## Task requirements
Could you print all the entries exactly?

## Record excerpts
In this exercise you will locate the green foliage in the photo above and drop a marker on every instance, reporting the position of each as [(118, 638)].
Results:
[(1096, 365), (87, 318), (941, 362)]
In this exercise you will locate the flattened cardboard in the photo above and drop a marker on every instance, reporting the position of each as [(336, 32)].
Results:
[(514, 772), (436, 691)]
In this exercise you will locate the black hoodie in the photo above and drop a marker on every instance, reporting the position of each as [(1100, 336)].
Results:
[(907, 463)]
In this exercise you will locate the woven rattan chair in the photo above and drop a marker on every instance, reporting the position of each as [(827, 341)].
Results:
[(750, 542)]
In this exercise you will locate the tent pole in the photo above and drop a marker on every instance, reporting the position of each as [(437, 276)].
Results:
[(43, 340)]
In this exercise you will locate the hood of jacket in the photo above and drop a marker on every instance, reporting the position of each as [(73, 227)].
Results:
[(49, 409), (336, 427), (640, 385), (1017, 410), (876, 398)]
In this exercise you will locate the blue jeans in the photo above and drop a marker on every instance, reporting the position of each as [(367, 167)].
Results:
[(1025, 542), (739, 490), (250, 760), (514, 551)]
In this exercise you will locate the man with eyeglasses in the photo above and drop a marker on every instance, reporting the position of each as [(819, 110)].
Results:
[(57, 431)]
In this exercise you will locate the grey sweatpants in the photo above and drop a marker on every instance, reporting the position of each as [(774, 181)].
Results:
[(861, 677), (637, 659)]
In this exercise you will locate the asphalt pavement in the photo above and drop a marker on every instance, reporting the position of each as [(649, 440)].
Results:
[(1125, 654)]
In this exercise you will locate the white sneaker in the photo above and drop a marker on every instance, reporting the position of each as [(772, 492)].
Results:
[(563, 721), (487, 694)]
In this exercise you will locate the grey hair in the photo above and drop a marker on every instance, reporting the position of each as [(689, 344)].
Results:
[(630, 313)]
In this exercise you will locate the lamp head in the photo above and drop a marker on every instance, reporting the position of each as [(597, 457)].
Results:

## Task response
In this exercise you will locate the green foliage in the photo above and drop a marker on every instance, reporting the position of each as [(118, 638)].
Results:
[(1096, 365), (87, 318), (941, 362)]
In this exercise you will locate the flattened cardboard in the photo above and drop a marker on every instance, reporting the position of each as [(336, 32)].
Results:
[(514, 772), (436, 691)]
In this exercise you will locate the black hoodie in the photo above and drop a marker on every instance, reporting the position of each as [(1100, 336)].
Results:
[(907, 463)]
In this exercise you will locate the woven rattan chair in the photo above and drop a marker on every instance, reporting the position of each as [(827, 341)].
Results:
[(750, 542)]
In this exercise you will locate the tent pole in the photo above and drop a marker on every instance, reporting the position of each as [(437, 276)].
Results:
[(43, 340)]
In this exercise you will locate the hood of jacket in the photo above and drop a marker on every instance, reporting the position of each as [(73, 227)].
Results:
[(49, 409), (336, 427), (640, 385), (1017, 410), (876, 398)]
In this exercise you will locate the blue jeans in the photo above and drop a marker on every instance, reporting the position of each as [(367, 167)].
Results:
[(1025, 542), (739, 490), (250, 760), (514, 551)]
In this exercise you will locate the man with eyeglasses in the photo above and drop a marker on every instance, reporting the position of each as [(819, 110)].
Results:
[(57, 431)]
In this exercise you will locate the grey sweatpants in the photo above and drop a marker on every instance, reporting the position of each as [(774, 181)].
Results:
[(861, 677), (637, 659)]
In this exercise you will locate the asphalt pavement in the photo above and drop a marker on every instance, reporting the position of each as [(649, 440)].
Results:
[(1125, 654)]
In this exercise you will locate the white sneaker in the photo above and drop a marker on every instance, reporting the position of each as [(772, 492)].
Results:
[(563, 721), (487, 694)]
In this exercise you will locate the grey hair in the photo above and drop a marker on every instance, reporting the position of each as [(689, 344)].
Results:
[(630, 313)]
In this exercise you will locate the lamp head in the photo above and drop a marker on every instance, reporting the position of each as [(597, 457)].
Results:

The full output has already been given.